*Problem details*:
Revise the Watertown shootout text from "Steve and Emily" to "has health challenges.", changing "melee" to "gunfight".

*Reading text*:
Start of Block

But planting a church has been the last thing on the couple’s mind of late. Early Friday morning, they did not know if they would even be alive the next day.
Steve and Emily live in Watertown, Mass., about 10 miles west of Boston. A town of about 32,000, Watertown is where Boston Marathon bombing suspects Dzhokhar Tsarnaev, 19, and Tamerlan Tsarnaev, 26, led police on a chase that climaxed in a shootout as they tried to get away. The older brother was killed in the melee. The younger sibling was later found hiding inside a resident’s boat, suffering from gunshot wounds.
Stephen’s voice sounds tired as I speak to him. In the last few days, the couple has received thousands of emails and a multitude of media inquiries from around the world asking them to share their story of their brush with death. Emily did not join us for the interview as she, too, is extremely exhausted and has health challenges.
For a couple of hours early Friday morning – Stephen doesn’t know how long it was, really – the couple hunkered down beneath their kitchen table and, later, in their bathtub, as explosive devices detonated in the street outside their home and bullets whizzed by them. Seven bullets hit their home – five hit the bedroom wall where Emily had been standing moments earlier. Another pierced the living room wall. Another bullet struck their car. One bullet struck their neighbor’s bedroom, narrowly missing one their kid’s bunk beds.

End of Block

*Record set*:

Start of Block

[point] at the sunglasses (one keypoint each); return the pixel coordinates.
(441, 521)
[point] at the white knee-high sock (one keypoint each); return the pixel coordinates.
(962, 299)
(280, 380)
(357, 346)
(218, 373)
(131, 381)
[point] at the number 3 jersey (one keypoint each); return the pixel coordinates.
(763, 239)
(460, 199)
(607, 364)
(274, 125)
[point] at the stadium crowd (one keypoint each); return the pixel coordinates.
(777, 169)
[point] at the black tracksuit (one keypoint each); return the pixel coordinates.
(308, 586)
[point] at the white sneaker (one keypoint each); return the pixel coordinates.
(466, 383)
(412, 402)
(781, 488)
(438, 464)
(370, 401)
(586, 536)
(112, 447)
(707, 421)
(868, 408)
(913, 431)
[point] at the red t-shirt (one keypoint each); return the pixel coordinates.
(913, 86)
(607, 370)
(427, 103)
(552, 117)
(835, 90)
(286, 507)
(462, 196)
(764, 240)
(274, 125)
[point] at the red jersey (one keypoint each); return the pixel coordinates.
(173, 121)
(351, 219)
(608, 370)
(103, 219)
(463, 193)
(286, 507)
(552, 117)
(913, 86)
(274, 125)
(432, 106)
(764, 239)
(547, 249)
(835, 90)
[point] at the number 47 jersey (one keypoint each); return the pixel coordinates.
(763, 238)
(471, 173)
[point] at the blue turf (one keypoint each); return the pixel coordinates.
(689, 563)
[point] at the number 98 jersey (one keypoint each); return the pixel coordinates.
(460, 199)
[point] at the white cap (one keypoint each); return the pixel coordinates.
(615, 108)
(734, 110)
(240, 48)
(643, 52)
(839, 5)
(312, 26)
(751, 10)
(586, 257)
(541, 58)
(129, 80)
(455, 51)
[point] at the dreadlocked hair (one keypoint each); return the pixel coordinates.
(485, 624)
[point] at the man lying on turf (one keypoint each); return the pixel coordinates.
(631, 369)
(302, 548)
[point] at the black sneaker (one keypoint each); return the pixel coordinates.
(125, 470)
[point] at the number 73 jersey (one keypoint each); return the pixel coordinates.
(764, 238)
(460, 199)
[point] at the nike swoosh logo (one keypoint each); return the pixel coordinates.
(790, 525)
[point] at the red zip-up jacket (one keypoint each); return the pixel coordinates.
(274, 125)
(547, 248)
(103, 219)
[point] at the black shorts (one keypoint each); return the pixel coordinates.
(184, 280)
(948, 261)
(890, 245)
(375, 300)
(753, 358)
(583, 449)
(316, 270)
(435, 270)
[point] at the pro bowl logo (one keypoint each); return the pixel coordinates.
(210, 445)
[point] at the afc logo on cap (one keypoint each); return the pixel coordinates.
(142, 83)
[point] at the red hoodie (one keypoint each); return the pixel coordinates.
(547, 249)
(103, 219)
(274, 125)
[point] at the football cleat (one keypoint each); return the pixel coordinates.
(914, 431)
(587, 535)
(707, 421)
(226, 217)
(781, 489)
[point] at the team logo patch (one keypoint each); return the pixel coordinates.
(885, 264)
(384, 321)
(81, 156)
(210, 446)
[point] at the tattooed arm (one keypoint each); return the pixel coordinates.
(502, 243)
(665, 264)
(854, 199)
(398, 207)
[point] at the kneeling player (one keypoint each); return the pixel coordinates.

End of Block

*Answer to the problem*:
Steve and Emily live in Watertown, Mass., about 10 miles west of Boston. A town of about 32,000, Watertown is where Boston Marathon bombing suspects Dzhokhar Tsarnaev, 19, and Tamerlan Tsarnaev, 26, led police on a chase that climaxed in a shootout as they tried to get away. The older brother was killed in the gunfight. The younger sibling was later found hiding inside a resident’s boat, suffering from gunshot wounds.
Stephen’s voice sounds tired as I speak to him. In the last few days, the couple has received thousands of emails and a multitude of media inquiries from around the world asking them to share their story of their brush with death. Emily did not join us for the interview as she, too, is extremely exhausted and has health challenges.